Pictures do not belong in the copy. Return all of the entries exactly.

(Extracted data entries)
--------------------------------------------------

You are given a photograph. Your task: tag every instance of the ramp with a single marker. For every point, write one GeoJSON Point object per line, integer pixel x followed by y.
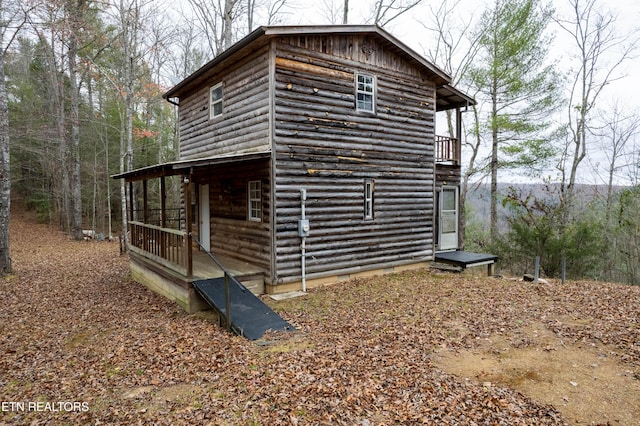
{"type": "Point", "coordinates": [250, 316]}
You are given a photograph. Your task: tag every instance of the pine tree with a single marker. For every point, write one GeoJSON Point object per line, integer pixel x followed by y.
{"type": "Point", "coordinates": [520, 90]}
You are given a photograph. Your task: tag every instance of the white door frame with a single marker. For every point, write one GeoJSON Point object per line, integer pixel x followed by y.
{"type": "Point", "coordinates": [204, 226]}
{"type": "Point", "coordinates": [448, 219]}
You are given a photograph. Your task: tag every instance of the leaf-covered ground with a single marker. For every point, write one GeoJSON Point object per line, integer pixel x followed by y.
{"type": "Point", "coordinates": [367, 352]}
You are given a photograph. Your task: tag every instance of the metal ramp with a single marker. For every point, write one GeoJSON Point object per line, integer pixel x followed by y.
{"type": "Point", "coordinates": [465, 260]}
{"type": "Point", "coordinates": [250, 316]}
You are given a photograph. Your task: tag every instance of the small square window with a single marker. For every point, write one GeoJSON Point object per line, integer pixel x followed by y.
{"type": "Point", "coordinates": [365, 93]}
{"type": "Point", "coordinates": [368, 199]}
{"type": "Point", "coordinates": [255, 201]}
{"type": "Point", "coordinates": [215, 107]}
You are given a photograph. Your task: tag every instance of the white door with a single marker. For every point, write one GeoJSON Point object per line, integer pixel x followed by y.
{"type": "Point", "coordinates": [448, 218]}
{"type": "Point", "coordinates": [205, 219]}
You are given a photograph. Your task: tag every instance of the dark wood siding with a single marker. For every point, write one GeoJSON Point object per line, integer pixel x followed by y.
{"type": "Point", "coordinates": [324, 146]}
{"type": "Point", "coordinates": [244, 123]}
{"type": "Point", "coordinates": [232, 233]}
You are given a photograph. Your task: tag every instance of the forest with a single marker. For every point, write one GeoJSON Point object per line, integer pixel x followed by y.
{"type": "Point", "coordinates": [81, 84]}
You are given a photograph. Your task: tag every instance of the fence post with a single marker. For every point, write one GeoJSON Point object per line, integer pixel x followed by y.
{"type": "Point", "coordinates": [227, 296]}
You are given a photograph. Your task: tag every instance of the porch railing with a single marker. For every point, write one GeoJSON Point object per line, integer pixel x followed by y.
{"type": "Point", "coordinates": [163, 245]}
{"type": "Point", "coordinates": [447, 151]}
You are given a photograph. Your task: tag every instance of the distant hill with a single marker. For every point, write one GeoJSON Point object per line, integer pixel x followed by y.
{"type": "Point", "coordinates": [479, 196]}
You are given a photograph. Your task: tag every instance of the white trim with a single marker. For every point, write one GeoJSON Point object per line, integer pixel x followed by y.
{"type": "Point", "coordinates": [254, 214]}
{"type": "Point", "coordinates": [213, 104]}
{"type": "Point", "coordinates": [369, 189]}
{"type": "Point", "coordinates": [365, 91]}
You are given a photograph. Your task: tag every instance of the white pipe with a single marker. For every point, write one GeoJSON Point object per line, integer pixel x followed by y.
{"type": "Point", "coordinates": [303, 255]}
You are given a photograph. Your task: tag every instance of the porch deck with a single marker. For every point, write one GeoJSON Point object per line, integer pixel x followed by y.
{"type": "Point", "coordinates": [205, 268]}
{"type": "Point", "coordinates": [466, 260]}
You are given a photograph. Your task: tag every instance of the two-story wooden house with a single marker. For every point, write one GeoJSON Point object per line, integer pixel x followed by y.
{"type": "Point", "coordinates": [308, 155]}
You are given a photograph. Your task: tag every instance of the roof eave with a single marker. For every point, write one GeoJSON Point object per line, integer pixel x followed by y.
{"type": "Point", "coordinates": [441, 78]}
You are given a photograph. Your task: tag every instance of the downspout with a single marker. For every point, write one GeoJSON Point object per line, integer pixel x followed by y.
{"type": "Point", "coordinates": [303, 231]}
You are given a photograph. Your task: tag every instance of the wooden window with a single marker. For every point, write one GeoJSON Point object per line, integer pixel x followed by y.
{"type": "Point", "coordinates": [215, 101]}
{"type": "Point", "coordinates": [368, 199]}
{"type": "Point", "coordinates": [365, 93]}
{"type": "Point", "coordinates": [255, 201]}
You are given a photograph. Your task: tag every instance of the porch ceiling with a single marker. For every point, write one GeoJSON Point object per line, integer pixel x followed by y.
{"type": "Point", "coordinates": [186, 167]}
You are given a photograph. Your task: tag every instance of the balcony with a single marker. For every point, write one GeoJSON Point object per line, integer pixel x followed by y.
{"type": "Point", "coordinates": [447, 151]}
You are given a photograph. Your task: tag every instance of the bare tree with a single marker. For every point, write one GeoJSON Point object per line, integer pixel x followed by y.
{"type": "Point", "coordinates": [12, 19]}
{"type": "Point", "coordinates": [216, 21]}
{"type": "Point", "coordinates": [616, 137]}
{"type": "Point", "coordinates": [599, 52]}
{"type": "Point", "coordinates": [335, 11]}
{"type": "Point", "coordinates": [386, 11]}
{"type": "Point", "coordinates": [455, 49]}
{"type": "Point", "coordinates": [75, 10]}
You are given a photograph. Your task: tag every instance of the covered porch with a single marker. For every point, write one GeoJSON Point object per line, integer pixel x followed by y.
{"type": "Point", "coordinates": [166, 219]}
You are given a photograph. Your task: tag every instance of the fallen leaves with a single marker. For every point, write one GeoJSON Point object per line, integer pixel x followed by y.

--------------------------------------------------

PROBLEM SOLUTION:
You are given a photograph. Your task: tag every instance of the ramp with a single marker. For every point, write one GeoJSON Point object per line, integer pixel x followed by y.
{"type": "Point", "coordinates": [250, 316]}
You are given a photograph. Your task: tag every instance of the pine tree with a single marker. For every point, write one GeoJSON Point object per line, integer pixel x followed by y.
{"type": "Point", "coordinates": [520, 90]}
You are given a photograph. Your task: tag every instance of the white door frame with a single marker. For every point, write one GeoJSON Point object per line, integer pixel x followed by y.
{"type": "Point", "coordinates": [204, 226]}
{"type": "Point", "coordinates": [448, 219]}
You are given a photograph. Your task: tag every instance of the leaf-covered ground with a single marker. For every point, write one GeoJSON Point object per line, integer pixel x followed by y.
{"type": "Point", "coordinates": [367, 352]}
You are given a photograph. Your task: tag every instance of the metal ramp with a single marker. For every point, write one GeoJSON Point object per line, integer pixel x followed by y.
{"type": "Point", "coordinates": [465, 260]}
{"type": "Point", "coordinates": [250, 316]}
You are given a photograph. Your task: tag every instance of the small square window with a single marker. For every point, write one GeoJSON Point object per line, integer pixel x followed by y.
{"type": "Point", "coordinates": [365, 93]}
{"type": "Point", "coordinates": [368, 199]}
{"type": "Point", "coordinates": [255, 201]}
{"type": "Point", "coordinates": [215, 107]}
You are given a photograph. Your task: tag every instance of the white door with a single marker. For every point, write one GeoJSON Point object per line, integer pixel x followed by y.
{"type": "Point", "coordinates": [448, 218]}
{"type": "Point", "coordinates": [205, 219]}
You are given a photograph. Your task: tag every instance of the dark wood siding with a single marker. For every point, write one GeoJSON Point object per line, integer pixel x followed by y.
{"type": "Point", "coordinates": [324, 146]}
{"type": "Point", "coordinates": [244, 123]}
{"type": "Point", "coordinates": [232, 233]}
You are given a photograph. Your task: tag every instance of the forest with a single marker. For every point, write one GeoJSON Point object per line, integer pixel x followed by y.
{"type": "Point", "coordinates": [81, 84]}
You are given a photograph. Your task: tag every instance of the fence post with a single marker. For every point, write one GeoJSON Point object per line, integer pixel x followed by y.
{"type": "Point", "coordinates": [227, 296]}
You are given a photograph. Your task: tag every instance of the porch railing with a single marker. For every point, write one GeoJSON Point object per line, integer pixel x followed by y.
{"type": "Point", "coordinates": [163, 245]}
{"type": "Point", "coordinates": [447, 151]}
You are given a photograph. Your task: tag every instance of the distant hill with a single marker. For every point, write one GeoJSON Point object per line, integer pixel x followed by y.
{"type": "Point", "coordinates": [479, 196]}
You are given a photograph. Your task: tag every instance of the white trim with a single marker. For every point, write one GeoJSON Point object per line, integer pixel x followed by y.
{"type": "Point", "coordinates": [254, 214]}
{"type": "Point", "coordinates": [213, 104]}
{"type": "Point", "coordinates": [369, 189]}
{"type": "Point", "coordinates": [365, 91]}
You are given a photograph. Your task: tag every instance of the white pipe with a single marker. For every point, write one GeoJSON Point object per line, integer pixel x followed by y.
{"type": "Point", "coordinates": [303, 255]}
You are given a photograph. Your task: tag every instance of the porch deck with a single marker. For every point, write one GeoJSON Point object per line, integer pixel x followed by y.
{"type": "Point", "coordinates": [205, 268]}
{"type": "Point", "coordinates": [466, 260]}
You are given a photograph. Your task: tag every instance of the two-story wooden house with a single marker. For every point, write one GeoJSON Point object per line, integer pixel x followed by y.
{"type": "Point", "coordinates": [308, 155]}
You are given a photograph. Your task: tag every instance of the roof eave with a single marker. For every point, write one GeoJSON Point object per line, integer pixel x followed by y.
{"type": "Point", "coordinates": [441, 78]}
You are given a photograph. Your task: tag every instance of the downspout with a single marker. For every point, write one GeoJSON Point object per line, integer pixel x followed by y.
{"type": "Point", "coordinates": [303, 231]}
You are given a photograph. Your task: tag every instance of the wooden window with a single marker. For every point, write one GeoJSON Point object per line, integer pixel x followed by y.
{"type": "Point", "coordinates": [215, 101]}
{"type": "Point", "coordinates": [368, 199]}
{"type": "Point", "coordinates": [365, 93]}
{"type": "Point", "coordinates": [255, 201]}
You are given a photograph. Your task: tag every instance of the porch ceiling with a single marker. For every point, write one GeoJSON Point object per line, integer pixel x followed by y.
{"type": "Point", "coordinates": [186, 167]}
You are given a photograph. Your task: tag every instance of the balcony with a single marker. For every point, write one GeoJSON Point object per line, integer pixel x followed by y.
{"type": "Point", "coordinates": [447, 151]}
You are given a photograph. Your task: tag every instance of the bare tree with a single marker. For every point, write one GeoJSON Point object per line, integer pixel x followed by y.
{"type": "Point", "coordinates": [12, 19]}
{"type": "Point", "coordinates": [216, 21]}
{"type": "Point", "coordinates": [616, 137]}
{"type": "Point", "coordinates": [599, 52]}
{"type": "Point", "coordinates": [335, 11]}
{"type": "Point", "coordinates": [386, 11]}
{"type": "Point", "coordinates": [455, 49]}
{"type": "Point", "coordinates": [75, 10]}
You are given a photograph. Your task: tag every instance of the covered porch with a single marker. For every point, write one GeoJSON Point object per line, integer pixel x followed by y.
{"type": "Point", "coordinates": [166, 219]}
You are given a photograph. Your task: tag every instance of the fallen leaves with a single marker. For every point, write one GeoJSON Point object per line, integer pixel x followed by y.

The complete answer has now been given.